DIRECTIONS :: Reproduce the following material verbatim, line for line, from start to finish.

RECORD EXCERPTS ::
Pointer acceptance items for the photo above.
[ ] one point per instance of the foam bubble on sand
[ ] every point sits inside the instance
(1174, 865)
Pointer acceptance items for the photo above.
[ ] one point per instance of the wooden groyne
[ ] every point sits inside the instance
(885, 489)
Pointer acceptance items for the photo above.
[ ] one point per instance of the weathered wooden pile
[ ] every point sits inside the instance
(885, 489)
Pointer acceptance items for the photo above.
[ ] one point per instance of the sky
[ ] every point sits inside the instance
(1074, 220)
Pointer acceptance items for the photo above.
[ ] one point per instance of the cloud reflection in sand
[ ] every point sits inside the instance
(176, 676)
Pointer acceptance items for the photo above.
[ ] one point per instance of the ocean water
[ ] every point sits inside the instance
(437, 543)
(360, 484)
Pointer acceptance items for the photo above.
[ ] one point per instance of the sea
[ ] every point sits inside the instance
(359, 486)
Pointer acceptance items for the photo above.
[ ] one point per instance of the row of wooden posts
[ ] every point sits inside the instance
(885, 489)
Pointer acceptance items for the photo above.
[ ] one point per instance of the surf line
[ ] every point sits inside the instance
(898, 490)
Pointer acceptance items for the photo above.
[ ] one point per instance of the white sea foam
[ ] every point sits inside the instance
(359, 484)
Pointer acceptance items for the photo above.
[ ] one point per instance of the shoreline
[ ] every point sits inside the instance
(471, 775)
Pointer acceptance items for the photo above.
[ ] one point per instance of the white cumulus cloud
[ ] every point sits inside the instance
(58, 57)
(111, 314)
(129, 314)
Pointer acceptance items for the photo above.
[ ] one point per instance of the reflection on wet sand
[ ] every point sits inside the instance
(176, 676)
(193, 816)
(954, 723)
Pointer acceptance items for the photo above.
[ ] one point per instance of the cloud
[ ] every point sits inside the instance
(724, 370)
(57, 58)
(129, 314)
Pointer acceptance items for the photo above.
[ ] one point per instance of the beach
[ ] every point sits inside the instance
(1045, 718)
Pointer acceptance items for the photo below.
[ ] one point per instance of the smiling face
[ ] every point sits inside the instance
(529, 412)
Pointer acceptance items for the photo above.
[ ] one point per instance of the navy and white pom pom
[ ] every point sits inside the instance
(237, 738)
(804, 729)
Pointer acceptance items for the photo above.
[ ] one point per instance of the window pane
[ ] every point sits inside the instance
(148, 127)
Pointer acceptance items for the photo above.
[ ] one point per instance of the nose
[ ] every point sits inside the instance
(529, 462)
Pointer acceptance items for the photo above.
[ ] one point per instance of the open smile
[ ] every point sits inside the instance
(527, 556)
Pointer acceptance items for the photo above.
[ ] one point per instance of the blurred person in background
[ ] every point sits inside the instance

RESULT OF THIS EXERCISE ::
Pointer acceptance items for the photo above.
[ ] one point per instance of the foam bubble on sand
[ ] every point sits inside the instance
(1174, 865)
Pointer acceptance items for the photo above.
[ ] one point per instance of the wooden groyne
[ ] every point sits inside the instance
(885, 489)
Pointer acceptance items for the photo above.
[ ] one point per instance of the weathered wooden pile
[ ] every point sits inside the instance
(885, 489)
Pointer acceptance items for the photo above.
[ ] one point per instance of the sky
[ ] every point sits inside the instance
(1074, 220)
Pointer acceptance items for the photo above.
[ ] one point per instance of the cloud reflection in sand
[ ] every point sits inside the instance
(176, 676)
Pointer acceptance items for the photo above.
[ ] one point per instance of the ocean water
[ ] every point sits inside the instance
(437, 543)
(360, 484)
Pointer acceptance items for the photo above.
[ ] one point per instance of the sea
[ ] every point sits inside the instance
(359, 486)
Pointer acceptance items for the photo above.
[ ] one point per instance of the row of wooden posts
[ ] every point sits inside the instance
(885, 489)
Pointer acceptance items for the photo above.
[ ] one point per instance of the surf line
[ ] every point sits inside the instance
(898, 490)
Pointer acceptance items for the photo above.
[ ] one point per instance of the white sea foam
[ ] every point sits inside the instance
(359, 484)
Pointer acceptance items for the photo above.
[ ] one point per instance of the shoreline
[ ] every point sits inside the instance
(471, 775)
Pointer acceptance items for the photo above.
[ ] one point per instance of the white cumulus cloud
[ ] every point sits inside the instance
(58, 57)
(111, 314)
(129, 314)
Pointer acceptance items for the photo above.
[ ] one point per instance of the reflection on wet sand
[ ] every point sits inside the instance
(176, 676)
(193, 816)
(954, 723)
Pointer acceptance items for the photo above.
[ ] one point per instance of the cloud
[ ] every point sits inside the instance
(724, 370)
(57, 58)
(129, 314)
Pointer acceptance items for the photo above.
[ ] one point per instance of the beach
[ ] every point sits inside the instance
(1045, 718)
Pointer acceptance items for the photo below.
[ ] one point per instance of the smiling face
[ ] every point sits inside the instance
(529, 412)
Pointer acceptance items for the photo above.
[ ] one point per instance of the navy and white pom pom
[ ] every point sits inside the instance
(237, 738)
(804, 729)
Pointer acceptance items for the photo above.
[ ] one point per instance of the window pane
[ ] every point sits inside the instance
(148, 127)
Pointer acceptance items for the photo above.
[ ] one point per instance of the nose
[ ] every point sits inside the instance
(529, 462)
Pointer acceptance items for the photo above.
[ ] one point per instance of the open smile
[ ] every point sits inside the instance
(527, 556)
Pointer acceptance items for the photo above.
[ ] one point per instance of the blurred person in background
[ ] every point sits inside the instance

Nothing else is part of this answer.